====== DATA ROWS ======

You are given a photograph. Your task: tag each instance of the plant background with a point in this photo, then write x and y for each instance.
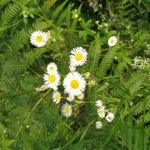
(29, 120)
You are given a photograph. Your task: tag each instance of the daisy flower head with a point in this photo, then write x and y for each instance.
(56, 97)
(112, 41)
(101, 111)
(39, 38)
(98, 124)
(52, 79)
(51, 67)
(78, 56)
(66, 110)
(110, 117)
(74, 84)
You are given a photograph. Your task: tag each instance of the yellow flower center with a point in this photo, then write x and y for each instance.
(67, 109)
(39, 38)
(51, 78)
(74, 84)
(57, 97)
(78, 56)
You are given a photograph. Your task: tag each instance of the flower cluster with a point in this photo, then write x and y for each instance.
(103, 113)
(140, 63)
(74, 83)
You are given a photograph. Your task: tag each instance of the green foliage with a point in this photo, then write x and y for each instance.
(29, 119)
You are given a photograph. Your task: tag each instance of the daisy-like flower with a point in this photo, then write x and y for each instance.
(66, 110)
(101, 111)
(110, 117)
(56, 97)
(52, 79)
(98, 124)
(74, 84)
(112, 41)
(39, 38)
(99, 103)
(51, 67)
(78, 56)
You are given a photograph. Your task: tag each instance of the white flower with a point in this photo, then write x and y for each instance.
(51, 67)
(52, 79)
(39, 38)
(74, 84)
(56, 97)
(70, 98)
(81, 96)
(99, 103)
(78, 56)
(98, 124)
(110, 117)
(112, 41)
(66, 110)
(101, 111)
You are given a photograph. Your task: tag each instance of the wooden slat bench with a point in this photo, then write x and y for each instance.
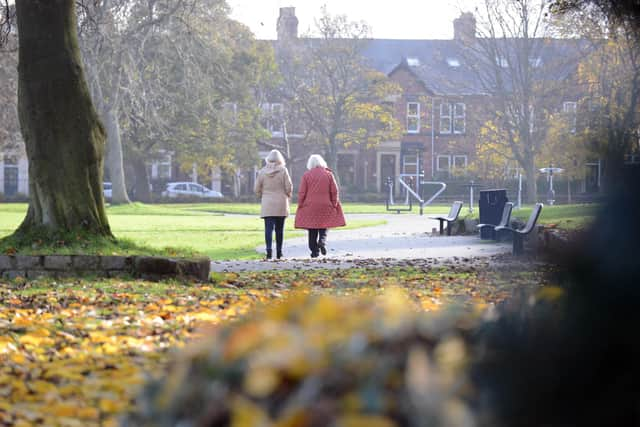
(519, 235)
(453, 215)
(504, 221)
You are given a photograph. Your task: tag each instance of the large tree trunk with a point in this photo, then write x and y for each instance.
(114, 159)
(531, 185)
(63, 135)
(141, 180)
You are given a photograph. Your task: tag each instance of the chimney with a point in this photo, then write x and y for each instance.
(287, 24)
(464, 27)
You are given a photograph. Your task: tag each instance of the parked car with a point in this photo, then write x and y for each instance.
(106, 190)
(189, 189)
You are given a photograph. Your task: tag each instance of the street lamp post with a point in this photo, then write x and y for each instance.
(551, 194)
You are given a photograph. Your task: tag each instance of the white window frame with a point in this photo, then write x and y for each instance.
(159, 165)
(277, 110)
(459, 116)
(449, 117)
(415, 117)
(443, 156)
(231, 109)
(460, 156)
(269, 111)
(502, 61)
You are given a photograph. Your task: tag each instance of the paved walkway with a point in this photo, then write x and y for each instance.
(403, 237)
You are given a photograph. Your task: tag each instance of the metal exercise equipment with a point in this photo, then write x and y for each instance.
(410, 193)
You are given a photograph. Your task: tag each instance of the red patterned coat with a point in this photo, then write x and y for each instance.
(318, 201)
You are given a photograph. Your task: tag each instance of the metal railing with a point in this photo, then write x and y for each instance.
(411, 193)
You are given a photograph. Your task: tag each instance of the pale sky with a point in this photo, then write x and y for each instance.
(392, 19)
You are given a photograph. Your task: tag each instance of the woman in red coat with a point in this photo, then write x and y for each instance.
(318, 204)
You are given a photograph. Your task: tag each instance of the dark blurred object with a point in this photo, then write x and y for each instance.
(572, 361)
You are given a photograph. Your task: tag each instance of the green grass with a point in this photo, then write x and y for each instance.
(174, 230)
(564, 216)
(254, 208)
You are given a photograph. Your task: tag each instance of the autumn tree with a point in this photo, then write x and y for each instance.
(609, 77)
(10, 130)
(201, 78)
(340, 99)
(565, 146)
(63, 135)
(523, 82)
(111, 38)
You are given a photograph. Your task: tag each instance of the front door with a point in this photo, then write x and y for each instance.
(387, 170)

======
====== DATA ROWS ======

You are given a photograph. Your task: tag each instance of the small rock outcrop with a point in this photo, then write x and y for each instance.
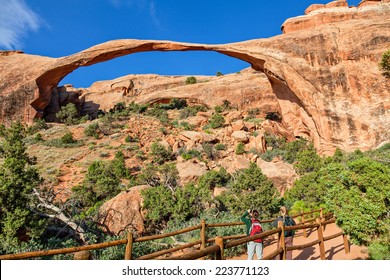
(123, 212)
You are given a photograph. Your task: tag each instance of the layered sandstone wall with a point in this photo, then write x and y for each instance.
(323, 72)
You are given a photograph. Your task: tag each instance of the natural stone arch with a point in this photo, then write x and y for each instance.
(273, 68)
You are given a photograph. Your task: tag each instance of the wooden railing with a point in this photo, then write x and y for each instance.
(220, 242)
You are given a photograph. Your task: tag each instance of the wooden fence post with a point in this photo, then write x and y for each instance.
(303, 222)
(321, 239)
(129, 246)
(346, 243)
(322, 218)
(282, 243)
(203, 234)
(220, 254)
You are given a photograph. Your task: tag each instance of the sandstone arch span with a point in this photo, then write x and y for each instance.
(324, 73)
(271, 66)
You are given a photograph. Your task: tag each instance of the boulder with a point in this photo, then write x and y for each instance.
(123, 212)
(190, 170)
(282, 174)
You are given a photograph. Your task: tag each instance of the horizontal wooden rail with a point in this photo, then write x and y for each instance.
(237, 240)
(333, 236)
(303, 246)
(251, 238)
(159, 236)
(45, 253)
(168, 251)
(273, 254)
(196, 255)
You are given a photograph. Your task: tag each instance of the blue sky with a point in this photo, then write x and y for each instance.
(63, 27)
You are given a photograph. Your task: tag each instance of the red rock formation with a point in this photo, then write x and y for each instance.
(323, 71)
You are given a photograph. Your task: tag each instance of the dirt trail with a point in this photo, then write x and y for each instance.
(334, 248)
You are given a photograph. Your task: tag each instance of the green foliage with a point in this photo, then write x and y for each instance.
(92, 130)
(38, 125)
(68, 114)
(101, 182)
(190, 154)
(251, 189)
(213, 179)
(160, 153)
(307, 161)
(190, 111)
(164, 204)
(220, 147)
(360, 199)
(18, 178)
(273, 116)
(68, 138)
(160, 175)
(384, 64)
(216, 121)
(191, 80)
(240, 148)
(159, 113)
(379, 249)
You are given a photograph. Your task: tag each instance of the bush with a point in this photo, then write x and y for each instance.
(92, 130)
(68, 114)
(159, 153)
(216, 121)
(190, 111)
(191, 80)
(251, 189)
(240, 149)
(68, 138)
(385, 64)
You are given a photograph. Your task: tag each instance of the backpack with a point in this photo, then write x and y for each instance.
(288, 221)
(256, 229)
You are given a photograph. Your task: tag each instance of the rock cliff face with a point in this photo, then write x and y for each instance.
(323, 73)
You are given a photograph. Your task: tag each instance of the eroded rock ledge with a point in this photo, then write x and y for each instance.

======

◆ **GIVEN INSTRUCTION**:
Filter the items above down to every line that contains the word "wooden", and copy those lines. Case counts.

◆ **EXPECTED OUTPUT**:
You are given a photograph. Your task: tag each instance of the wooden slat bench with a point in this photo, then write x and y for each instance.
You are given a photograph. Your task: tag each instance of the wooden railing with a point in this photo, then write x and y for each instance.
You are given a photograph. Your task: tag each instance of the wooden fence post with a point in this photo, then write x and y for each instance.
You are given a photograph. Your task: tag each instance of the horizontal wooden rail with a point in this photo, then write x and y for each instance.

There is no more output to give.